[Record extracts]
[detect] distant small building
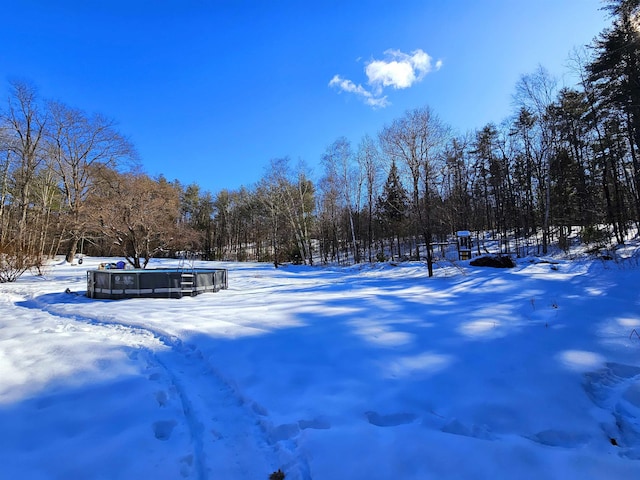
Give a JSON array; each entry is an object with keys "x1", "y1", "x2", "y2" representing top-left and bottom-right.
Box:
[{"x1": 456, "y1": 231, "x2": 472, "y2": 260}]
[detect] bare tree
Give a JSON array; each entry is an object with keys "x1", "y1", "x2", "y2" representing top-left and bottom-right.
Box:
[
  {"x1": 379, "y1": 106, "x2": 449, "y2": 276},
  {"x1": 316, "y1": 165, "x2": 340, "y2": 263},
  {"x1": 46, "y1": 101, "x2": 137, "y2": 262},
  {"x1": 356, "y1": 134, "x2": 382, "y2": 263},
  {"x1": 29, "y1": 161, "x2": 63, "y2": 258},
  {"x1": 96, "y1": 172, "x2": 181, "y2": 268},
  {"x1": 0, "y1": 127, "x2": 12, "y2": 241},
  {"x1": 320, "y1": 137, "x2": 361, "y2": 263},
  {"x1": 258, "y1": 158, "x2": 315, "y2": 266},
  {"x1": 440, "y1": 135, "x2": 474, "y2": 234},
  {"x1": 513, "y1": 66, "x2": 558, "y2": 253},
  {"x1": 1, "y1": 80, "x2": 48, "y2": 248}
]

[Task description] Send back the data above verbatim, leaving out its pictures.

[Answer space]
[detect] distant small building
Give a JSON array; each entry is an object with keys "x1", "y1", "x2", "y2" representing top-left and bottom-right.
Box:
[{"x1": 456, "y1": 231, "x2": 472, "y2": 260}]
[detect] bare tree
Give a JSON array; each entry is an object with keys "x1", "y1", "x2", "y2" representing top-left and bottom-right.
Box:
[
  {"x1": 379, "y1": 106, "x2": 449, "y2": 276},
  {"x1": 316, "y1": 165, "x2": 340, "y2": 263},
  {"x1": 46, "y1": 101, "x2": 137, "y2": 262},
  {"x1": 356, "y1": 134, "x2": 382, "y2": 263},
  {"x1": 29, "y1": 161, "x2": 63, "y2": 258},
  {"x1": 96, "y1": 172, "x2": 181, "y2": 268},
  {"x1": 0, "y1": 127, "x2": 12, "y2": 241},
  {"x1": 320, "y1": 137, "x2": 361, "y2": 263},
  {"x1": 258, "y1": 158, "x2": 315, "y2": 266},
  {"x1": 440, "y1": 135, "x2": 474, "y2": 234},
  {"x1": 513, "y1": 66, "x2": 558, "y2": 253},
  {"x1": 1, "y1": 80, "x2": 48, "y2": 248}
]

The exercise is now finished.